### Provided data
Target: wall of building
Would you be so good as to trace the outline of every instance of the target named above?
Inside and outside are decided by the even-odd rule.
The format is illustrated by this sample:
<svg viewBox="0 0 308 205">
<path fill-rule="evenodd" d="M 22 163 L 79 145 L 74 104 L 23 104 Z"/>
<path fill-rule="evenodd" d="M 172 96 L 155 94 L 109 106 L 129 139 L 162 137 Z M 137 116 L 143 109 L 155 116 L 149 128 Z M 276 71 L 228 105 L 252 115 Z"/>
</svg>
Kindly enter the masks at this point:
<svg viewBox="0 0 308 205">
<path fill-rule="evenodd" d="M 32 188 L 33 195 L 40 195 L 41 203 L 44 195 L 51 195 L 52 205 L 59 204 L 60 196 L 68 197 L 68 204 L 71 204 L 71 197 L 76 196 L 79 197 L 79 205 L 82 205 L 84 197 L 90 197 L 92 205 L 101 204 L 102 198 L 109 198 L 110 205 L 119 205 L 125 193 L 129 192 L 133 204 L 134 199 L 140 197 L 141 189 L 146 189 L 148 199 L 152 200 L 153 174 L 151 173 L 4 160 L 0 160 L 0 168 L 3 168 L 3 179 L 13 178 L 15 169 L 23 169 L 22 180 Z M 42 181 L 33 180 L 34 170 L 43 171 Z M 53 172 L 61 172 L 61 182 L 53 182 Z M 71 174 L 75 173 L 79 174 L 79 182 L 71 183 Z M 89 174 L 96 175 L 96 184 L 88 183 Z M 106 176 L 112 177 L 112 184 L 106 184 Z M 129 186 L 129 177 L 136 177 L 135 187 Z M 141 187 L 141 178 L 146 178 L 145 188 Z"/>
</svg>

==

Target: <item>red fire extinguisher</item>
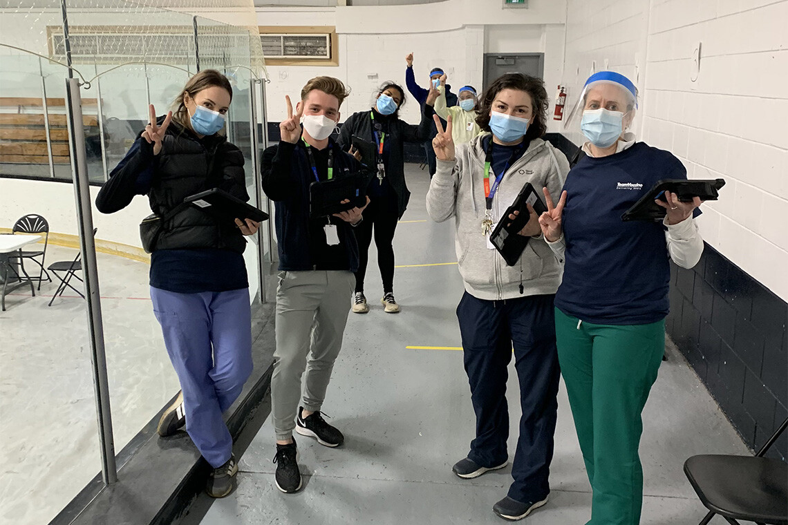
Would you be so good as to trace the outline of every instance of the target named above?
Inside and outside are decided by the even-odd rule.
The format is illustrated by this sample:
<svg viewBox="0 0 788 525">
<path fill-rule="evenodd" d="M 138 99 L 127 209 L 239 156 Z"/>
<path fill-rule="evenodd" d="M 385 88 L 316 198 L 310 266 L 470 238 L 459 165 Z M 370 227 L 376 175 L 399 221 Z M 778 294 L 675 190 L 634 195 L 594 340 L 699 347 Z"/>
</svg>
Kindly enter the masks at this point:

### The task
Could you reproduce the lines between the one holding "Target: <item>red fire extinguisher</item>" and the one holding "138 99 L 127", inclusive, swapping "trace the outline" for "mark the boundary" and changing nothing else? Omit the pictures from your answer.

### Solution to the exercise
Target: <item>red fire extinguisher</item>
Would you be so good as to mark the boundary of every instance of the target named above?
Inside and outside are decided by the even-odd rule.
The format is illustrated by this sample:
<svg viewBox="0 0 788 525">
<path fill-rule="evenodd" d="M 138 99 L 127 209 L 239 156 Z"/>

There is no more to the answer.